◆ Exercise task:
Render each line of the following material as a numbered list, omitting any blank lines. Leave the pictures out of the answer.

'''

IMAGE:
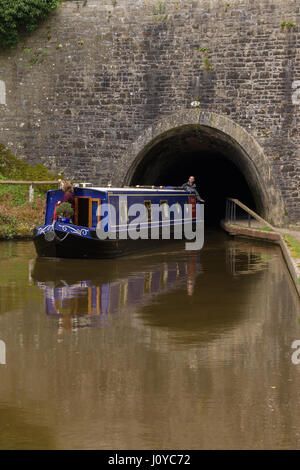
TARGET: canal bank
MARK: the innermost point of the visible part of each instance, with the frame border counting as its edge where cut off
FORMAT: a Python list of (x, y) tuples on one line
[(288, 240)]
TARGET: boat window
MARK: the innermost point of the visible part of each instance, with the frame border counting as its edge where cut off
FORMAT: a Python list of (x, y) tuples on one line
[(82, 211), (165, 209), (123, 212), (148, 207)]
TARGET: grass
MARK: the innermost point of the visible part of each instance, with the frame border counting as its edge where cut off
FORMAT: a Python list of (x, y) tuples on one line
[(293, 245), (18, 216)]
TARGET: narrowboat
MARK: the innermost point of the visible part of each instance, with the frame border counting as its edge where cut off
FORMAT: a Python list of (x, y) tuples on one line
[(110, 222)]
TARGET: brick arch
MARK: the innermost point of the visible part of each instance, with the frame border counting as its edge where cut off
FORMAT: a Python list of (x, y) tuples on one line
[(249, 156)]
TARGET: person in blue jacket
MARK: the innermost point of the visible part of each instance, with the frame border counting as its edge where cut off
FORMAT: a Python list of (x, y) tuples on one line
[(191, 186)]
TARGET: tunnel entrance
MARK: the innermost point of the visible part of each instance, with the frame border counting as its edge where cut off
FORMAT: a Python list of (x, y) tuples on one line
[(220, 166)]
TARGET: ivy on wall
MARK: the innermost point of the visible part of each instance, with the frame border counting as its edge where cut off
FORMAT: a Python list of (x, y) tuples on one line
[(17, 16)]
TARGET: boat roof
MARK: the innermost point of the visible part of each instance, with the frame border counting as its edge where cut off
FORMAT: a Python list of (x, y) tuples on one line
[(135, 189)]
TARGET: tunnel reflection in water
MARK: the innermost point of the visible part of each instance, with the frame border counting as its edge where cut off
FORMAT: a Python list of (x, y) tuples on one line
[(199, 359), (221, 168), (82, 296)]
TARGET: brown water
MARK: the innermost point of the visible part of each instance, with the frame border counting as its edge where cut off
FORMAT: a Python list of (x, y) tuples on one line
[(169, 349)]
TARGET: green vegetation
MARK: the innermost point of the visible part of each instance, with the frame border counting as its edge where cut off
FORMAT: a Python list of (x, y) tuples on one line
[(18, 216), (293, 245), (18, 16)]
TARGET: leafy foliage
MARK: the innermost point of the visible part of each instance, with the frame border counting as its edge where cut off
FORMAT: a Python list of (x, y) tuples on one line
[(18, 216), (17, 16), (14, 169)]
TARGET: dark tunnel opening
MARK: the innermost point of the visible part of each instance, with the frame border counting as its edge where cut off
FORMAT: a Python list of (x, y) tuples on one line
[(220, 167)]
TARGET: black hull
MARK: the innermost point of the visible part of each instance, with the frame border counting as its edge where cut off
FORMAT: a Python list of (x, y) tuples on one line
[(74, 246)]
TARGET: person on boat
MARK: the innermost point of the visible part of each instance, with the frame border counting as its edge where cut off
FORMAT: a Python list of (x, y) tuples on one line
[(68, 194), (191, 186)]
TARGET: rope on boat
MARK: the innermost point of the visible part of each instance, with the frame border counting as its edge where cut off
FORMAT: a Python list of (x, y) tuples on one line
[(51, 235)]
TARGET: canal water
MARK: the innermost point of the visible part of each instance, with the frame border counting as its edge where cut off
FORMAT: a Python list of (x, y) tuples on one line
[(163, 350)]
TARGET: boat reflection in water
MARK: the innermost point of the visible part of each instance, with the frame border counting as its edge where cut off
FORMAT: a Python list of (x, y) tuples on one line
[(79, 296)]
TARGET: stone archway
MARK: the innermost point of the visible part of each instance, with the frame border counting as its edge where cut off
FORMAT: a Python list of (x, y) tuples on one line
[(204, 133)]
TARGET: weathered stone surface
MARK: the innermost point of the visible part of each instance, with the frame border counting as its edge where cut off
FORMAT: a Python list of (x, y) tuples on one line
[(95, 84)]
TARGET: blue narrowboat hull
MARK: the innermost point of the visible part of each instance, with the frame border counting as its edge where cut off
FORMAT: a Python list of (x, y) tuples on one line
[(57, 239), (69, 244)]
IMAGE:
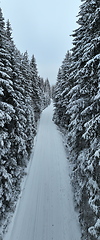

'''

◆ Correct output:
1. IMAGE:
2. TARGET: canal bank
3. MARK: the innermost point of the visible part of each instance, with the frame border counting as its edge where cut off
4. FORMAT: a Python list of (x, y) tuples on one line
5. [(288, 240)]
6. TARGET: boat window
7. MARK: the innermost point of the visible part of each instance, with the frame border counting as its edge where cut off
8. FORMAT: a Python list of (x, y) tuples on one line
9. [(82, 211), (165, 209), (123, 212), (148, 207)]
10. TARGET: grass
11. MARK: the innermost point of the visible part of each instance, with the frame border counting as its edge where cut off
12. FORMAT: a Python list of (x, y) tuples on one line
13. [(293, 245), (18, 216)]
14. TARGET: narrowboat
15. MARK: the innermost point of the visible part of each instance, with the frame border counting as its edge where cut off
16. FORMAT: a Python list of (x, y) tuples on one line
17. [(110, 222)]
18. TARGET: brick arch
19. MARK: the innermost point of the visible part of each instance, with the frame border counting as its edge where cut off
20. FORMAT: a Python list of (x, y) tuples on one line
21. [(249, 156)]
22. TARGET: person in blue jacket
23. MARK: the innermost point of the visible part of each instance, with the frame border counting as its edge where cut off
24. FORMAT: a Python list of (x, y) tuples on one line
25. [(191, 186)]
26. TARGET: tunnel entrance
27. MARK: the innermost point of the visible part of each instance, with the frame border counting as its edge where cut off
28. FORMAT: a Python list of (x, y) tuples on one line
29. [(220, 166)]
30. TARGET: ivy on wall
31. MARK: the innermost point of the visible part of each instance, with the frame border counting as its edge where cut off
32. FORMAT: a Python list of (x, y) tuples on one line
33. [(17, 16)]
34. TARGET: boat roof
35. MARK: the innermost point of the visible part of each instance, with the frame border counting as its edge where cut off
36. FORMAT: a Python list of (x, y) tuples on one line
37. [(135, 189)]
38. TARGET: tunnel reflection in water
39. MARK: the innermost point of the visible part of each instance, with the frame border counting as its edge where cut off
40. FORMAT: a Python list of (x, y) tuples on one line
41. [(199, 359), (221, 168), (82, 296)]
42. TARGET: brown water
43. MARK: the innermost point of the visible part of each instance, with the frame border counting as its edge where cut off
44. FORMAT: a Python list of (x, y) tuples on one line
45. [(169, 349)]
46. TARGET: green vegetation
47. MARK: the innermost point of the visible part of each instance, with the frame border counting as its edge where cut off
48. FORMAT: a Python list of (x, y) tuples on one line
49. [(18, 216), (293, 245), (18, 16)]
50. TARGET: leafy foliage
51. MARK: the innermost point of the visible part of each instance, with the frame border counting as its edge where cut off
52. FORMAT: a Python list of (x, y) tuples on one line
53. [(18, 216), (17, 16), (14, 169)]
54. TARGET: dark tunnel opening
55. MARK: the innermost point of the visible part of each instance, with the frame border counting as its edge where cut off
56. FORMAT: a Python list of (x, y) tuples on one line
57. [(220, 167)]
58. TARGET: black hull
59. MARK: the innermost point of the visible part of each instance, with the frame border counting as its edge where cut off
60. FORMAT: a Python list of (x, y) tuples on one line
61. [(74, 246)]
62. TARGET: person on boat
63. MARK: the innermost point of the visible part of each instance, with the frame border counting as its edge where cut off
64. FORMAT: a Python list of (x, y) tuples on one line
65. [(68, 194), (191, 186)]
66. TARGET: rope on boat
67. MARK: the innermost point of the visible part of each instance, with the frame border counting as its edge where cut off
68. FORMAT: a Python list of (x, y) tuples on one line
69. [(51, 235)]
70. TARGET: canal water
71. MARK: the innermost point of the visible part of each instance, with the frame border counting as its edge where cut off
72. FORMAT: a Python list of (x, y) tuples on one line
73. [(163, 350)]
74. TARGET: boat reflection in water
75. MARK: the innermost point of the visible part of each instance, with the frame border counting as its edge where cut off
76. FORMAT: a Python list of (x, y) tuples on one line
77. [(79, 296)]
78. TARGET: stone archway
79. MARK: the innermost point of the visible part of each instance, with the frame border counting as its edge where cut off
80. FORMAT: a Python list of (x, y) tuples on one line
81. [(204, 133)]
82. TARGET: weathered stone surface
83. MARK: the innermost point of the visible part of each instance, with the frame border counting as its edge where cut off
84. FORMAT: a Python list of (x, y) tuples on one line
85. [(95, 84)]
86. TARGET: blue narrowboat hull
87. MARK: the innermost point of the visible part of each instance, with the frame border counting as its edge where cut off
88. FORMAT: a Python list of (x, y) tuples on one line
89. [(57, 239), (69, 244)]
90. IMAGE:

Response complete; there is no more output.